Challenge: Display every line of the records below that contains the string "striped", treating uppercase and lowercase letters as different.

Supplied material:

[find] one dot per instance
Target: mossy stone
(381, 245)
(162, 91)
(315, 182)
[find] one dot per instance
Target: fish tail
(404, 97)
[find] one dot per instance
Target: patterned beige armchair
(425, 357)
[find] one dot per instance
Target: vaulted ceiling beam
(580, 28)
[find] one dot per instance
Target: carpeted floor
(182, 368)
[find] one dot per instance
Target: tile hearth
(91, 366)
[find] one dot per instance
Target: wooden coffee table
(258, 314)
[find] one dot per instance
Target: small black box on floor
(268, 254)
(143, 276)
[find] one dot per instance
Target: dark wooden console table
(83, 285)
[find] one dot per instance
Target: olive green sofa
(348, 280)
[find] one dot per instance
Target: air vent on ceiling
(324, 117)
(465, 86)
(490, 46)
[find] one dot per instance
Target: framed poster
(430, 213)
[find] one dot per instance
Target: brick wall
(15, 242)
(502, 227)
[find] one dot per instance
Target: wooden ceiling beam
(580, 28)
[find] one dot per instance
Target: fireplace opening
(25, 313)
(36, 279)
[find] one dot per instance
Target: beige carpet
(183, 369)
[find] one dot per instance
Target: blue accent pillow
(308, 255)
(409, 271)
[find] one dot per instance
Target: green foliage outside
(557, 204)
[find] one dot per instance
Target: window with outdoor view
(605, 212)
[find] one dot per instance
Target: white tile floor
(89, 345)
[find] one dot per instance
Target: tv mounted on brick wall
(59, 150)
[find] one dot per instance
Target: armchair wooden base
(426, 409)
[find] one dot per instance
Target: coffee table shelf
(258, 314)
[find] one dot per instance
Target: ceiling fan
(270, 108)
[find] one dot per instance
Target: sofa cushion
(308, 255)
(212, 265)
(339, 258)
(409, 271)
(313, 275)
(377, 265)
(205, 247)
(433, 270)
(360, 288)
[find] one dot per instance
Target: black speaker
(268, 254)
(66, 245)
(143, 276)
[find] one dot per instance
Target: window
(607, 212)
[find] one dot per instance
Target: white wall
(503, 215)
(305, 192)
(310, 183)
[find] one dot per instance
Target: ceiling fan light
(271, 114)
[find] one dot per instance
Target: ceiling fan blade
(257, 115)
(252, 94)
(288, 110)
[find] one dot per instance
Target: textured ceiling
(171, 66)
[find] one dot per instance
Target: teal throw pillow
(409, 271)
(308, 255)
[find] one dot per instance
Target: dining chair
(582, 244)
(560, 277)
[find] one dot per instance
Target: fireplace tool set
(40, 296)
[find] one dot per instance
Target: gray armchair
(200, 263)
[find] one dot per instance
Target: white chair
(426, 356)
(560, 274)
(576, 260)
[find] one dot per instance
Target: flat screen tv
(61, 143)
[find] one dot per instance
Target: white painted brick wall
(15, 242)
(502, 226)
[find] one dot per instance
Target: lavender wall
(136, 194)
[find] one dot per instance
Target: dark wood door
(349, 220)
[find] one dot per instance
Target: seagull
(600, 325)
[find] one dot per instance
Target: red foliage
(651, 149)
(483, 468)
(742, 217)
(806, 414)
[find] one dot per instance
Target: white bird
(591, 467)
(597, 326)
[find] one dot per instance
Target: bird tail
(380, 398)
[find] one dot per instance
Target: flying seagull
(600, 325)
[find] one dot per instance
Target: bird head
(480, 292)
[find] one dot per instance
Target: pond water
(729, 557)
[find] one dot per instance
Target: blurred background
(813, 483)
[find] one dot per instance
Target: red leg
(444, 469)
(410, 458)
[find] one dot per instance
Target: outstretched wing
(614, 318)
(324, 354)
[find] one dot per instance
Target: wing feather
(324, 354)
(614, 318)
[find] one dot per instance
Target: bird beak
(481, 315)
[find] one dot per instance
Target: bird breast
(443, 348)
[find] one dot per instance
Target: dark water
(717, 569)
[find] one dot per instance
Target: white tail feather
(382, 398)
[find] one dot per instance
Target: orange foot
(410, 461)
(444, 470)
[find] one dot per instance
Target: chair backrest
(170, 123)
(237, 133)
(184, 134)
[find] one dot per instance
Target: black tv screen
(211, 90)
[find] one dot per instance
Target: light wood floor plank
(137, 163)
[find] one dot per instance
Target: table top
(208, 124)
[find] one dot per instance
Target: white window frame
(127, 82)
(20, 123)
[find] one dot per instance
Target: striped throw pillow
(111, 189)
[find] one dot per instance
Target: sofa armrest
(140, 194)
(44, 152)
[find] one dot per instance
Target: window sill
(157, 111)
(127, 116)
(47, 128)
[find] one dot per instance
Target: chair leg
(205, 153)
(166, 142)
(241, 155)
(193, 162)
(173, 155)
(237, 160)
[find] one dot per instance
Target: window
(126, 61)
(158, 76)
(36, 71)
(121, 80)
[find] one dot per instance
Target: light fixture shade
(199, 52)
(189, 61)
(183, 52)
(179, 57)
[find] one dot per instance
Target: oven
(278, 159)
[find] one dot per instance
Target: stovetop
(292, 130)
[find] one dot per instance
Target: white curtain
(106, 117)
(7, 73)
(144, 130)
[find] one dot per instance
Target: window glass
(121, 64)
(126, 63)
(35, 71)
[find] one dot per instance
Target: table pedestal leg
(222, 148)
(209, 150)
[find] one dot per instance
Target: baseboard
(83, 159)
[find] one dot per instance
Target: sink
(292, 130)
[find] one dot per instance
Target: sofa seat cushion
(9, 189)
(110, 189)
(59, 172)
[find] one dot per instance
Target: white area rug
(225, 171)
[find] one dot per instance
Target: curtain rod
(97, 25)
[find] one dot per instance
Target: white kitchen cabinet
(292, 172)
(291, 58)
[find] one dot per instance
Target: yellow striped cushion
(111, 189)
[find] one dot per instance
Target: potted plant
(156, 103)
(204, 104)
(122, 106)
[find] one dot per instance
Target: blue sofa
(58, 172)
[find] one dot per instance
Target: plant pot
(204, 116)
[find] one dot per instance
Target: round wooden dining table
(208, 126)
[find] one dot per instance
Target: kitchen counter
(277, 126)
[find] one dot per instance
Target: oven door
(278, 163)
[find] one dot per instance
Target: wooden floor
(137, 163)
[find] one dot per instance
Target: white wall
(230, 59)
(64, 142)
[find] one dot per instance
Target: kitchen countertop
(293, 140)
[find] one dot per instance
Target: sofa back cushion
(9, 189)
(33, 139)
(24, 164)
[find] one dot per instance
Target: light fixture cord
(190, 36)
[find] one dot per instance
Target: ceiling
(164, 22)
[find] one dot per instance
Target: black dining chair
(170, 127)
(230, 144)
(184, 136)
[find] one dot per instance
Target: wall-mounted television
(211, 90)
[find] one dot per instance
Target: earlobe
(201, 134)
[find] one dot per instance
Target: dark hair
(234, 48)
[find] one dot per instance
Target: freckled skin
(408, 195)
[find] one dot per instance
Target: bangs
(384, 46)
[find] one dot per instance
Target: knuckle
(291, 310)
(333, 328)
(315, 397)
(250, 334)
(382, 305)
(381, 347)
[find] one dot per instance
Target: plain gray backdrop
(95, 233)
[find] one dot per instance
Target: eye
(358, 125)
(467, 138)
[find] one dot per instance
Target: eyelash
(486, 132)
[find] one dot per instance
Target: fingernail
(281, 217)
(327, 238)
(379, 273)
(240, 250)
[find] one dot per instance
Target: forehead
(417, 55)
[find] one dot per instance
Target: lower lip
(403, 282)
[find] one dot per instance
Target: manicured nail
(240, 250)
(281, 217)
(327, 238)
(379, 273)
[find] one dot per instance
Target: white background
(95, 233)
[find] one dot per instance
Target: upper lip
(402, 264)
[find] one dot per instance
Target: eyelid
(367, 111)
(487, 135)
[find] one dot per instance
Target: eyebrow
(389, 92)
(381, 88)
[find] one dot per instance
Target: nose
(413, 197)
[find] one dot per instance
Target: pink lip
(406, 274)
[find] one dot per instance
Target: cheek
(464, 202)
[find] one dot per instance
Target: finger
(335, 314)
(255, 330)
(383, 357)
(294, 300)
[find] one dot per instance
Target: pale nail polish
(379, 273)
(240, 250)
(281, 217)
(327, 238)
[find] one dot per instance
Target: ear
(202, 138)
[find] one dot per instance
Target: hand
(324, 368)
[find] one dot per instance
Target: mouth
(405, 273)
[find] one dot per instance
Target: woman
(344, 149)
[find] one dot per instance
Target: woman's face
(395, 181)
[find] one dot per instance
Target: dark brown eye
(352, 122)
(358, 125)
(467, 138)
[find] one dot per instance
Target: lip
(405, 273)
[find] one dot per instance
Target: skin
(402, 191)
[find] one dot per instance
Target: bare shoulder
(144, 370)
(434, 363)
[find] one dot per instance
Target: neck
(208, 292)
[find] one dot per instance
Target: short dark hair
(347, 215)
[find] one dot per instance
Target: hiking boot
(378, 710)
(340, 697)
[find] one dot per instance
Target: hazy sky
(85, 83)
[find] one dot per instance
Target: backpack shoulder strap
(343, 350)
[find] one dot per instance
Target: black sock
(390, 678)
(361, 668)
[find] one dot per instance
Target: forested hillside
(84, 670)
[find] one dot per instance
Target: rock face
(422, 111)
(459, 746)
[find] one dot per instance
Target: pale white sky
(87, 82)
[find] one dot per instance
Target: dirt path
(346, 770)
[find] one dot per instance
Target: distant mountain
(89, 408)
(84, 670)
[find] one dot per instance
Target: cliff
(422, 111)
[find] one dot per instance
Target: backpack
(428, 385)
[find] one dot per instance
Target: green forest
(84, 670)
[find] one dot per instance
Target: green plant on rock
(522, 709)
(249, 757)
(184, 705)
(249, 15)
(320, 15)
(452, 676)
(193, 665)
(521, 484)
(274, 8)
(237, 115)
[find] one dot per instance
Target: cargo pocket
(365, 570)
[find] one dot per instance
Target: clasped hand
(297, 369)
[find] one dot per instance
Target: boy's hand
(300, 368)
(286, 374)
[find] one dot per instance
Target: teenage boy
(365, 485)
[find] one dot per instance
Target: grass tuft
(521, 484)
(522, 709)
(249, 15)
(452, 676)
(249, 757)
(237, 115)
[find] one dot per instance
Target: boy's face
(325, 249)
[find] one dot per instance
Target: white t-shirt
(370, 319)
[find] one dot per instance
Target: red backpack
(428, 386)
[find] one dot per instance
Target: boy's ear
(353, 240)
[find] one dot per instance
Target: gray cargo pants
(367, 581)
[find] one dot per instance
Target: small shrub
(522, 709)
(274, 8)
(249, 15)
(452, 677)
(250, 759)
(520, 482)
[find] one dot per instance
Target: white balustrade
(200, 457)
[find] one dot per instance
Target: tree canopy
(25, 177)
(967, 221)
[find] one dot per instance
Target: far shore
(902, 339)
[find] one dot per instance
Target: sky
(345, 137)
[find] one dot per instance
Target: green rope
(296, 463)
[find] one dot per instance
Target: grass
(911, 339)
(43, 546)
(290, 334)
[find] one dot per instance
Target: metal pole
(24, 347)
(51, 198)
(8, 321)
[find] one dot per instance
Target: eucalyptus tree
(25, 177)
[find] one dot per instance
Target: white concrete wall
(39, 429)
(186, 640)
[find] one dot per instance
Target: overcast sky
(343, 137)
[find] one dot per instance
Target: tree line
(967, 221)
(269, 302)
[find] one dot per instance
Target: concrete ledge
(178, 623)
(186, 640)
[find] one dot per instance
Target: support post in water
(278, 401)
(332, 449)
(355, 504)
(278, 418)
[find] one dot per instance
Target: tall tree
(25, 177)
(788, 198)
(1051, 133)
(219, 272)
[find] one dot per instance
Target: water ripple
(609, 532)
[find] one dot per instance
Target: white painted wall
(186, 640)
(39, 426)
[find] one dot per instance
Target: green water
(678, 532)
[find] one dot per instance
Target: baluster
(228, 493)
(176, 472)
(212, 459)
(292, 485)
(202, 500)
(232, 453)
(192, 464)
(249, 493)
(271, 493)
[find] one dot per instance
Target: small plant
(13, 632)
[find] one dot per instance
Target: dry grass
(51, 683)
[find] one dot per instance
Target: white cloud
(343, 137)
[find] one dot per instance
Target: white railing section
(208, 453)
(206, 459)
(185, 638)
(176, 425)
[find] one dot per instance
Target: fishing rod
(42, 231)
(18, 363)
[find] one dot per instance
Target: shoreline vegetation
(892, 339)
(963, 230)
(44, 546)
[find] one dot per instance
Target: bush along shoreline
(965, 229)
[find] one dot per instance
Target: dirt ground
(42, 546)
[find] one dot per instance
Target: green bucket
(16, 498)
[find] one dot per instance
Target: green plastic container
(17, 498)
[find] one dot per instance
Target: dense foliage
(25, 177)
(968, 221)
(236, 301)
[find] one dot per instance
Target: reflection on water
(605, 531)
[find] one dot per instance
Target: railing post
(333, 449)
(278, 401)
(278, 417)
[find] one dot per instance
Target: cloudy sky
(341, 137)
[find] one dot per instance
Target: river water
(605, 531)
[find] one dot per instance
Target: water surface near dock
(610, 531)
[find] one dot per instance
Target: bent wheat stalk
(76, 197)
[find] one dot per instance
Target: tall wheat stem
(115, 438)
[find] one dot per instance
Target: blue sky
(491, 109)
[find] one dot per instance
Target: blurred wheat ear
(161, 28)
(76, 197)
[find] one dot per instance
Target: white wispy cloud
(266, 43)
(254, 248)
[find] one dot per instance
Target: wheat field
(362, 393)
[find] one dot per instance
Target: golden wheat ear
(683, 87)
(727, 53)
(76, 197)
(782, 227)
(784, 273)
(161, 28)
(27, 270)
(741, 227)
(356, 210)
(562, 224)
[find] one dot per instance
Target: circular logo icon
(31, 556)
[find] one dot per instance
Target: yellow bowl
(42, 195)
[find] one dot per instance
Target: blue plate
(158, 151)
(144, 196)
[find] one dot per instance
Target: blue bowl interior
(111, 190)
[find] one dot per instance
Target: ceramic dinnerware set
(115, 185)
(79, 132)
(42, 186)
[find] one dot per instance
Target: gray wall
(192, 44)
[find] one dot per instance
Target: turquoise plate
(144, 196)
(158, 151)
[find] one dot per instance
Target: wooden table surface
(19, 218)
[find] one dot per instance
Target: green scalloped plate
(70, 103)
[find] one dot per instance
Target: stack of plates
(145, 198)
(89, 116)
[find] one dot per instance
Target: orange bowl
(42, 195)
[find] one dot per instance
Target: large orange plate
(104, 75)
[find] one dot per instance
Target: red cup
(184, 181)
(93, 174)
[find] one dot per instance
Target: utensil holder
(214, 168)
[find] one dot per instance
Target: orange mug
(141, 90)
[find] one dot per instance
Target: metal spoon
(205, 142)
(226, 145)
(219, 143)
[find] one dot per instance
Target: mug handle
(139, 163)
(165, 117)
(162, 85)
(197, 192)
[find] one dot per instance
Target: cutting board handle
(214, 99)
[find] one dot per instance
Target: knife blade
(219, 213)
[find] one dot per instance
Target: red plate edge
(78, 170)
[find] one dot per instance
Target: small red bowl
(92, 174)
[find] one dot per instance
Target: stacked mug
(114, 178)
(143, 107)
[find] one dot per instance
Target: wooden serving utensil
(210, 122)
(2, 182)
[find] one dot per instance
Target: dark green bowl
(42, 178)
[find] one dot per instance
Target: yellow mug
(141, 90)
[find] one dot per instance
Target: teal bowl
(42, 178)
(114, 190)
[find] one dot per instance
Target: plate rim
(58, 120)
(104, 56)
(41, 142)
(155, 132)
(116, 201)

Solution for this task:
Target: striped throw pillow
Target: yellow striped cushion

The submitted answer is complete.